Study questions
**a)** In the article on video hiring, what method has Gregory Steinberg long used to fill vacancies on his laboratory team?
**b)** Render this sentence from the article on video hiring in French: "Gone are the days of walking a prospective laboratory team member through the lab or introducing candidates to the entire team in the conference room."
**c)** Copy out the article on video hiring between "Just how the" and "lab by video.", inclusive.

┌─ Text section

Hire Power: Zooming in on Potential Staff

Just because we’re all connected via teleconferencing software these days doesn’t mean you have to put off hiring for your lab. Here are a few tips for how to effectively recruit star performers in a virtual world.

Just how the COVID-19 pandemic has changed everything about how we interact with each other this year, so has the traditional job interview and hiring process been turned upside down. Gone are the days of walking a prospective laboratory team member through the lab or introducing candidates to the entire team in the conference room. Welcome to staffing your lab by video.

While conducting interviews remotely, whether by phone or video, is not a new concept, many lab managers are just stepping into this arena as they adjust to COVID-19 travel and work-from-home restrictions. For many, if initial interviews were done by phone or video, final meetings were scheduled in-person whenever possible.

“I suspect that like many academic laboratories online interviews are nothing new. We have been doing this for many years given the international nature of laboratories and our desire to recruit the world’s best talent. We’ll continue to conduct remote interviews even once we’re back to normal, in-person interactions.” – Gregory Steinberg, MD, professor, Canada Research Chair in Metabolism and Obesity, McMaster University, Ontario, Canada

For Gregory Steinberg, MD, professor and Canada Research Chair in Metabolism and Obesity at McMaster University in Ontario, video recruiting by Zoom has been a long-time method to fulfill his laboratory team vacancies.

“I have done many interviews with students and postdoctoral fellows remotely and found the experience to be effective,” Steinberg says.

“I suspect that like many academic laboratories online interviews are nothing new,” he adds. “We have been doing this for many years given the international nature of laboratories and our desire to recruit the world’s best talent. We’ll continue to conduct remote interviews even once we’re back to normal, in-person interactions.”

└─
┌─ Dataset content

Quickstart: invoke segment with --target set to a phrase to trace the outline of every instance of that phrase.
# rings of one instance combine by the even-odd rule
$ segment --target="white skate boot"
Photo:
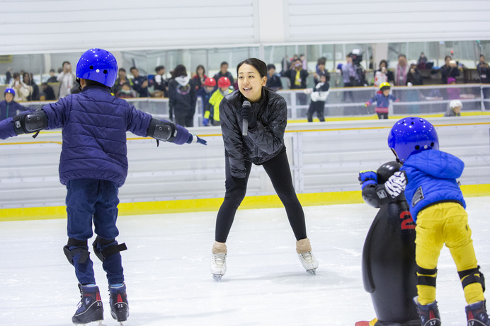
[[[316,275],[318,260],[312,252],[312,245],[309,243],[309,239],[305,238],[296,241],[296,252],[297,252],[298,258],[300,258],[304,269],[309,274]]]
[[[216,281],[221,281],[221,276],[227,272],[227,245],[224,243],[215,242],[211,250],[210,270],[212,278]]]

└─
┌─ Dataset content

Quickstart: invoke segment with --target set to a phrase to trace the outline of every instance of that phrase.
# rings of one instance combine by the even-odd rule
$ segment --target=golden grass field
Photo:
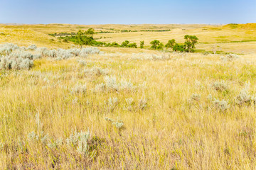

└─

Results of the exercise
**a)** Video recruiting by Zoom.

**b)** Fini le temps où l'on faisait visiter le laboratoire à un futur membre de l'équipe ou où l'on présentait les candidats à toute l'équipe dans la salle de conférence.

**c)**
Just how the COVID-19 pandemic has changed everything about how we interact with each other this year, so has the traditional job interview and hiring process been turned upside down. Gone are the days of walking a prospective laboratory team member through the lab or introducing candidates to the entire team in the conference room. Welcome to staffing your lab by video.